BEGIN Data in this exercise

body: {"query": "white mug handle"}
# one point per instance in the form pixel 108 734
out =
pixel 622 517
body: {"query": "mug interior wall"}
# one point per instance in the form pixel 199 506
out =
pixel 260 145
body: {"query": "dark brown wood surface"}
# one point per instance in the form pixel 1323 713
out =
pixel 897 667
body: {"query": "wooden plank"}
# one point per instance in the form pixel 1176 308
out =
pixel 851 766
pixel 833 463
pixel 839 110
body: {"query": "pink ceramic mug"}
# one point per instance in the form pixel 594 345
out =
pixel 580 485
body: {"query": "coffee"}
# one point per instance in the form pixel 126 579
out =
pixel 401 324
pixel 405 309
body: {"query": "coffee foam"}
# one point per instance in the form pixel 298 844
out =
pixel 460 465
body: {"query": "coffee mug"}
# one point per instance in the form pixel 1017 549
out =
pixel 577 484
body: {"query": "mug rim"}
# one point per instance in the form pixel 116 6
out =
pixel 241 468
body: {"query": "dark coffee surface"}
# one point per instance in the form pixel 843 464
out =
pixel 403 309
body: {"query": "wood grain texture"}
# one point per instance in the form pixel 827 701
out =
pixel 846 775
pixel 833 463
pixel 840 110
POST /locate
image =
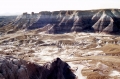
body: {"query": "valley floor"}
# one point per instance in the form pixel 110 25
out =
pixel 90 55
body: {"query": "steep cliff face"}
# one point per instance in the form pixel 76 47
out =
pixel 106 20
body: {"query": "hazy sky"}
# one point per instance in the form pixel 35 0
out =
pixel 11 7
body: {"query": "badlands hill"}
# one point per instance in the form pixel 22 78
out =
pixel 28 50
pixel 102 20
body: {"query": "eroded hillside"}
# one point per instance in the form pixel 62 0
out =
pixel 102 20
pixel 89 55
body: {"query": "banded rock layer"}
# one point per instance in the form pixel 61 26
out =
pixel 106 20
pixel 13 68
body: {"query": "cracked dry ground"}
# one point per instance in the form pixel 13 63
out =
pixel 90 55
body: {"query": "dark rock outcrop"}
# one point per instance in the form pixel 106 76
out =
pixel 12 68
pixel 102 20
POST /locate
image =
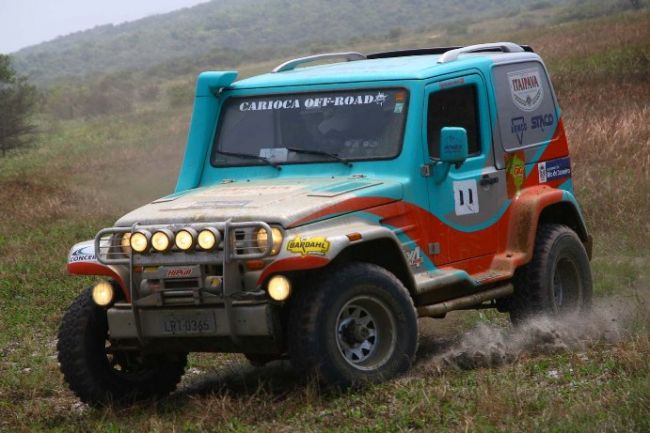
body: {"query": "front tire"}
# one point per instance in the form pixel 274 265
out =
pixel 357 326
pixel 557 281
pixel 99 375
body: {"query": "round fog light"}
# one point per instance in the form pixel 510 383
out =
pixel 185 239
pixel 162 240
pixel 102 293
pixel 279 288
pixel 139 241
pixel 208 238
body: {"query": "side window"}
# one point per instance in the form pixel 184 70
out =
pixel 453 107
pixel 526 109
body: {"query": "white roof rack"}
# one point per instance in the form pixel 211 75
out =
pixel 292 64
pixel 503 47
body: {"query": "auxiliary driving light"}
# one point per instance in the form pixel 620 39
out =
pixel 279 288
pixel 185 239
pixel 140 241
pixel 262 239
pixel 208 238
pixel 125 243
pixel 103 293
pixel 162 240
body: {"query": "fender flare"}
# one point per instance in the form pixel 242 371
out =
pixel 83 261
pixel 537 205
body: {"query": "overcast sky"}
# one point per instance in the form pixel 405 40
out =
pixel 28 22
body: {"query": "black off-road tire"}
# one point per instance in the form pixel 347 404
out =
pixel 557 280
pixel 88 369
pixel 324 338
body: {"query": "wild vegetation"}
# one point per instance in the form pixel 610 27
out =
pixel 17 101
pixel 474 373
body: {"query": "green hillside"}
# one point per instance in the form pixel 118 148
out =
pixel 228 32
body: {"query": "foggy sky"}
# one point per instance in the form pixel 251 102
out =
pixel 28 22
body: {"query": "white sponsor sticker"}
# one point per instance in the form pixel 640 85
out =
pixel 275 153
pixel 466 197
pixel 526 88
pixel 541 168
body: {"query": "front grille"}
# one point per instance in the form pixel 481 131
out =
pixel 190 283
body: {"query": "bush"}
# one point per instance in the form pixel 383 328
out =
pixel 17 102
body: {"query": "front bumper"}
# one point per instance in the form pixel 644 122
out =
pixel 230 311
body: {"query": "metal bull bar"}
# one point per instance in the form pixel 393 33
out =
pixel 109 252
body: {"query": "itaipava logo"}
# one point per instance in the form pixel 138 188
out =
pixel 526 88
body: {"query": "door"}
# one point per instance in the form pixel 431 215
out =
pixel 469 199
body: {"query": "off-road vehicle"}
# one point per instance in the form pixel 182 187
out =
pixel 321 209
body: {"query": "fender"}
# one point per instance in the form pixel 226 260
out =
pixel 83 261
pixel 301 250
pixel 526 211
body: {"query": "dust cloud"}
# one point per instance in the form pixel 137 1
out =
pixel 488 345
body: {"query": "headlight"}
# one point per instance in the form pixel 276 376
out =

END Data in this exercise

_Goal of the exercise_. The answer should be a single number: how many lines in the entries contain "tire".

_Final answer_. 2